■ **TASKS FOR THIS EXERCISE**:
1 - Can you copy the part of the channel notifications documentation starting at "The capability" and ending at "the result inline.", word for word?
2 - What would come next in the channel notifications documentation? Continue it from its last sentence.

■ **PROVIDED PASSAGE**:
——————
Channel notifications
How actor completion events flow back into the orchestrator's conversation.
When you spawn an actor with new_actor or run_actor, the MCP tool returns immediately — the agent runs in a background thread. The orchestrator doesn’t poll for completion; it gets a push notification when each actor finishes. That mechanism is the actor channel.
The capability
The actor MCP server declares an experimental capability called claude/channel during its initialization handshake. When an actor’s run finishes, the server emits a notifications/claude/channel JSON-RPC notification through the same MCP session that started the run:
# src/actor/server.py
notification = JSONRPCNotification(
jsonrpc="2.0",
method="notifications/claude/channel",
params={"content": f"[{name}] {body}", "meta": {"actor": name, "status": status}},
)
The meta dict carries the actor name and final status (done, error, stopped, or the special string discarded if the actor row was removed before the run could record a status). The orchestrator receives the event as a <channel source="actor" ...> block in its conversation and reads the result inline.
——————
■ **Data drawn from a collection**:

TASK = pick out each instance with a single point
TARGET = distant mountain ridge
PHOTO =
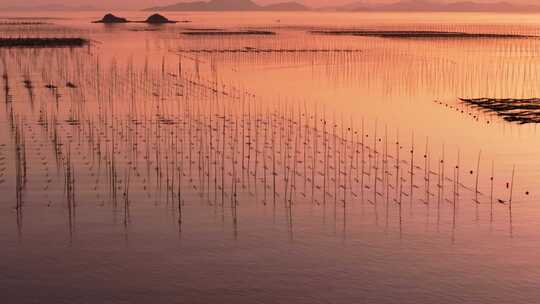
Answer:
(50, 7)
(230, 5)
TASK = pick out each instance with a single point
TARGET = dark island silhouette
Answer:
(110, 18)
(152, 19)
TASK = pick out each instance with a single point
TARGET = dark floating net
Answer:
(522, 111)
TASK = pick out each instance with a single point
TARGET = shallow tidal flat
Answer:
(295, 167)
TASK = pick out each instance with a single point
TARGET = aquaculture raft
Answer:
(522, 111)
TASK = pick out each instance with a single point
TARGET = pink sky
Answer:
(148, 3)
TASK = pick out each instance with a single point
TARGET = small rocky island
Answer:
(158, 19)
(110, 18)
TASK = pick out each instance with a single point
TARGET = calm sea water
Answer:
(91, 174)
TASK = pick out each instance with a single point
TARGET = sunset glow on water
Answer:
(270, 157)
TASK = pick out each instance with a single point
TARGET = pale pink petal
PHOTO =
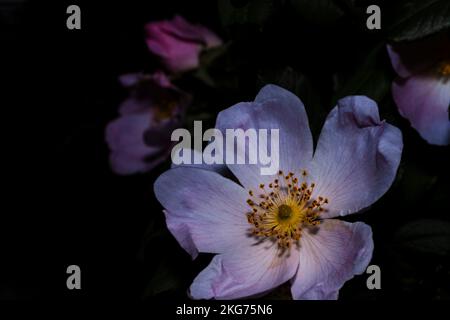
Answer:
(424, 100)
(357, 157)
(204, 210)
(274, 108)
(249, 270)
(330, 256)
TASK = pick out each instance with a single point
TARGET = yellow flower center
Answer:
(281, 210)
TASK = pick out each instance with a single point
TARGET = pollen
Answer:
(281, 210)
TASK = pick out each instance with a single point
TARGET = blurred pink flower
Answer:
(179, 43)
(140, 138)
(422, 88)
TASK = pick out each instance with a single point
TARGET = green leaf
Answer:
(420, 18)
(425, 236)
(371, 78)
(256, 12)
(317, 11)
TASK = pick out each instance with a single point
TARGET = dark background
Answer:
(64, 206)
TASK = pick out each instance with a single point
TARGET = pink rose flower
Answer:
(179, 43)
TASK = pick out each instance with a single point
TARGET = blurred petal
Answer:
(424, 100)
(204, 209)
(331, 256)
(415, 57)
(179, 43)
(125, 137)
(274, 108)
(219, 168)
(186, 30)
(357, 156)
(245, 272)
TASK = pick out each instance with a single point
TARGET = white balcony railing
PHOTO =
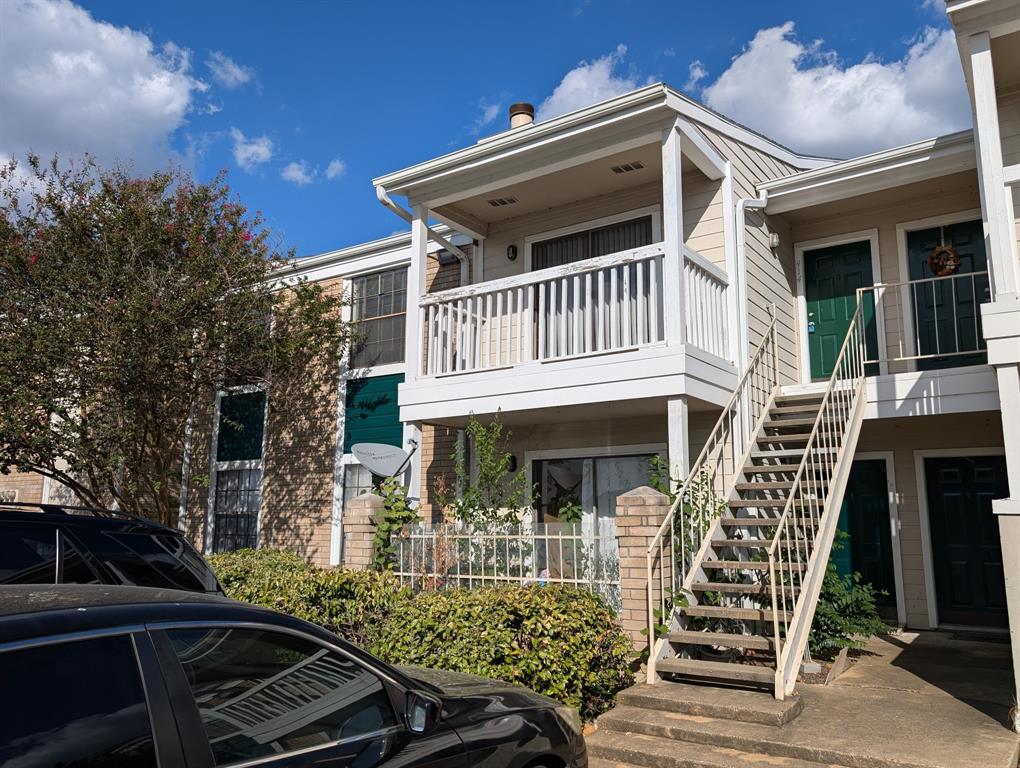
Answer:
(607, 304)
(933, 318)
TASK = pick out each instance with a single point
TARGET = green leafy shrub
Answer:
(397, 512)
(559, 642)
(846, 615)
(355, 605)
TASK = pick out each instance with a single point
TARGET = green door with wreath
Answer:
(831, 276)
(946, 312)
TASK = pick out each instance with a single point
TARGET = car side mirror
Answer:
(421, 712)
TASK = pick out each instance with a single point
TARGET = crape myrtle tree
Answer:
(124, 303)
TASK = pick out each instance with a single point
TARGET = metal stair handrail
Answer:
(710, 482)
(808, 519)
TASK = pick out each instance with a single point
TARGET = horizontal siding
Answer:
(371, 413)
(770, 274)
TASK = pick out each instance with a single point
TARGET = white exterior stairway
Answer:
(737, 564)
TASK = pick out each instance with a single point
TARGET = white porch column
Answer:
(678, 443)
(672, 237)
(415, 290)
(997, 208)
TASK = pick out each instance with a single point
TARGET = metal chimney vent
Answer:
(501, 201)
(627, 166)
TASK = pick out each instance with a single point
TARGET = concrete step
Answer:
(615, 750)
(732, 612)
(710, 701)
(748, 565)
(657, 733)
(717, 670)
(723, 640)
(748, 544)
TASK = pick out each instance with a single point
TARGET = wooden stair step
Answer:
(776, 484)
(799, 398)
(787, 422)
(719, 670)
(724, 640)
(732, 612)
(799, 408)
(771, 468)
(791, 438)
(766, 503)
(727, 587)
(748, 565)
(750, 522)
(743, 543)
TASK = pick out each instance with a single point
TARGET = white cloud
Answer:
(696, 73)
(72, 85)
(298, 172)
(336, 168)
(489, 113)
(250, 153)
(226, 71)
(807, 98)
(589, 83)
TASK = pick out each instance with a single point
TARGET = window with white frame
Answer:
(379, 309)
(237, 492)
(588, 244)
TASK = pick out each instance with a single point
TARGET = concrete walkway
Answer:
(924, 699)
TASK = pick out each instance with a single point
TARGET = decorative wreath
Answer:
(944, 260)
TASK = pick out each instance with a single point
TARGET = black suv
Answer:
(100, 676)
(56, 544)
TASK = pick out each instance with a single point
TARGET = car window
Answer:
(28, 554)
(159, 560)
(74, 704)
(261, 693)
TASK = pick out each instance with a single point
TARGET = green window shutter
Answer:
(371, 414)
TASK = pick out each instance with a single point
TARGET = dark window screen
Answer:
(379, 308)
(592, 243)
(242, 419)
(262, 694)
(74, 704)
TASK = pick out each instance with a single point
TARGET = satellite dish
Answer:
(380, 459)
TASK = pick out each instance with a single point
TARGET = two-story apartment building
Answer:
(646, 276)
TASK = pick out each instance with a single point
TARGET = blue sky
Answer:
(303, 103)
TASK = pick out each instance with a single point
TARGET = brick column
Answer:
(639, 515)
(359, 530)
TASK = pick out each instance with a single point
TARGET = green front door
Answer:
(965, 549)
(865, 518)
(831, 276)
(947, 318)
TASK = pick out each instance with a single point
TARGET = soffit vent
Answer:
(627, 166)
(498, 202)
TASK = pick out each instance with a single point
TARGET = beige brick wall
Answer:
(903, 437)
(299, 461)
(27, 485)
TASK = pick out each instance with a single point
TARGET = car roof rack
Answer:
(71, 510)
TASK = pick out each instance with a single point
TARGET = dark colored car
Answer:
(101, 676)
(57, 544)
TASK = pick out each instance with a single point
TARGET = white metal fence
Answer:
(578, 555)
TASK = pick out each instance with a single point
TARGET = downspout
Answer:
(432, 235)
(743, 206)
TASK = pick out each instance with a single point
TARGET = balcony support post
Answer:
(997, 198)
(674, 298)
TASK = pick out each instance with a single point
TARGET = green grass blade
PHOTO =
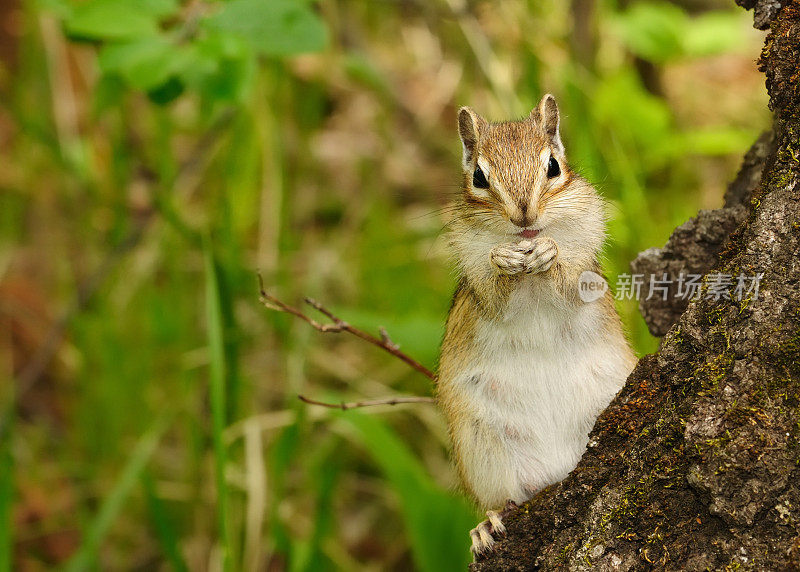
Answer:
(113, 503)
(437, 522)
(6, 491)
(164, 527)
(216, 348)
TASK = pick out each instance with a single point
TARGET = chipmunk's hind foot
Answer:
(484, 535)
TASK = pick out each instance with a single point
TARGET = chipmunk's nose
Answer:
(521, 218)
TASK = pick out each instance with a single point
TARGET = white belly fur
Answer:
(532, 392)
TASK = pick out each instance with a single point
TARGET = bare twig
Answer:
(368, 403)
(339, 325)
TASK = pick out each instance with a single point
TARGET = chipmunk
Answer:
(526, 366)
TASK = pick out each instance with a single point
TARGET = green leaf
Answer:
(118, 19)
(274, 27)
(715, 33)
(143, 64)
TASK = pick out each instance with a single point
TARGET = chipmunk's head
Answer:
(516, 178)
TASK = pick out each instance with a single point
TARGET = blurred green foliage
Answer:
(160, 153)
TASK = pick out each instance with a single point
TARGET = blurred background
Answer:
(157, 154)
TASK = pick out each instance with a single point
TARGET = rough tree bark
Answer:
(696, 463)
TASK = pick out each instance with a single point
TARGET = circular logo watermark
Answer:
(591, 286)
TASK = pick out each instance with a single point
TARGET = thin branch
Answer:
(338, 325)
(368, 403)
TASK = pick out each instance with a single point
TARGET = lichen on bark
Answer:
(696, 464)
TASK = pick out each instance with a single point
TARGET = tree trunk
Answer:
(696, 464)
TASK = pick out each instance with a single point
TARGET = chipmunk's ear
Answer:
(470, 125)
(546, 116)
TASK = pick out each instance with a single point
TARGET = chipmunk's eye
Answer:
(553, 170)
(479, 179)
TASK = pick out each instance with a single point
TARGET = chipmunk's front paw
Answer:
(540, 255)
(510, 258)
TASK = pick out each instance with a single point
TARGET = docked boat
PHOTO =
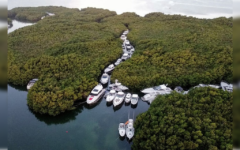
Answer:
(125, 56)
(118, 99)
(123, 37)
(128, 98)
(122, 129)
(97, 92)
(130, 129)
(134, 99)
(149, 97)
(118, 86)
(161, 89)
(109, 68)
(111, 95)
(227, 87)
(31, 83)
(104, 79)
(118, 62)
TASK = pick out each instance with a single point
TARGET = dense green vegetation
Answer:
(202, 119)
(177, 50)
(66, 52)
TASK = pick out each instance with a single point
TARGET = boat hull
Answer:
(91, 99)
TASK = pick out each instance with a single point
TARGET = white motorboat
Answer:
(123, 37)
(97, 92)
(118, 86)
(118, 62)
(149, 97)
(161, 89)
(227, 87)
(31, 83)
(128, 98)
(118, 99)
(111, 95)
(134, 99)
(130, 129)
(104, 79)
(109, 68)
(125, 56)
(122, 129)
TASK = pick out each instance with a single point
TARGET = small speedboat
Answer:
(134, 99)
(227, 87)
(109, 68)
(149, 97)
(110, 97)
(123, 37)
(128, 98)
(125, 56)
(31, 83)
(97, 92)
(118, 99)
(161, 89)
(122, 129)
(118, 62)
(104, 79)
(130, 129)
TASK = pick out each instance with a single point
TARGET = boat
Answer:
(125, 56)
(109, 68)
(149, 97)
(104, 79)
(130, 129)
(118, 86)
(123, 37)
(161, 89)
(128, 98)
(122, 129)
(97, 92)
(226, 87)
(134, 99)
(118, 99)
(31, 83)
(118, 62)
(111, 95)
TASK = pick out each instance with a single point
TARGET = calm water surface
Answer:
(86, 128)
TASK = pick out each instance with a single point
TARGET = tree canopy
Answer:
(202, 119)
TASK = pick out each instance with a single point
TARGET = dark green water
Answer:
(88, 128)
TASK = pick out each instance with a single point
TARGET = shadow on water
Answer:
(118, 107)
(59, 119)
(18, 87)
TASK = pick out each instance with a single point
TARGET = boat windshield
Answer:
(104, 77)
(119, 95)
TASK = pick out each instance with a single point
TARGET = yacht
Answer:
——————
■ **RESULTS OF THE EXERCISE**:
1 -
The capability
The actor MCP server declares an experimental capability called claude/channel during its initialization handshake. When an actor’s run finishes, the server emits a notifications/claude/channel JSON-RPC notification through the same MCP session that started the run:
# src/actor/server.py
notification = JSONRPCNotification(
jsonrpc="2.0",
method="notifications/claude/channel",
params={"content": f"[{name}] {body}", "meta": {"actor": name, "status": status}},
)
The meta dict carries the actor name and final status (done, error, stopped, or the special string discarded if the actor row was removed before the run could record a status). The orchestrator receives the event as a <channel source="actor" ...> block in its conversation and reads the result inline.

2 -
Claude Code only — for now
This wiring depends on the host forwarding custom MCP notifications into the model’s conversation. Today, that’s Claude Code.
Codex does not forward MCP server notifications to the model — tracked in openai/codex#17543 and #18056. Codex actors still run, but a Codex orchestrator never learns when they finish; it would have to poll with list_actors or show_actor instead. For now, run your orchestrator on Claude Code; Codex is fine as an actor agent (agent="codex"), just not as the orchestrator.
Each spawn must be its own tool call
There is one mechanical rule for using these tools: each new_actor or run_actor MUST be its own tool call. Never batch multiple in a single combined tool use. Completion notifications are routed by session; batching them in one call mis-routes the events and the orchestrator loses track of which actor finished.
This is why the skill instructions tell the orchestrator to spawn three actors as three separate tool uses, not one.
Sub-claudes inherit the channel
Actors are themselves Claude sessions, and they can spawn their own actors. To make nested orchestration work, ClaudeAgent automatically forwards the channel flag to every sub-claude it launches:
# src/actor/agents/claude.py
_CHANNEL_ARGS = ["--dangerously-load-development-channels", "server:actor"]
Both start and resume prepend these args to the claude invocation, so a child actor’s session sees the same claude/channel capability as the top-level orchestrator. Grandchild actors then notify their parents, recursively.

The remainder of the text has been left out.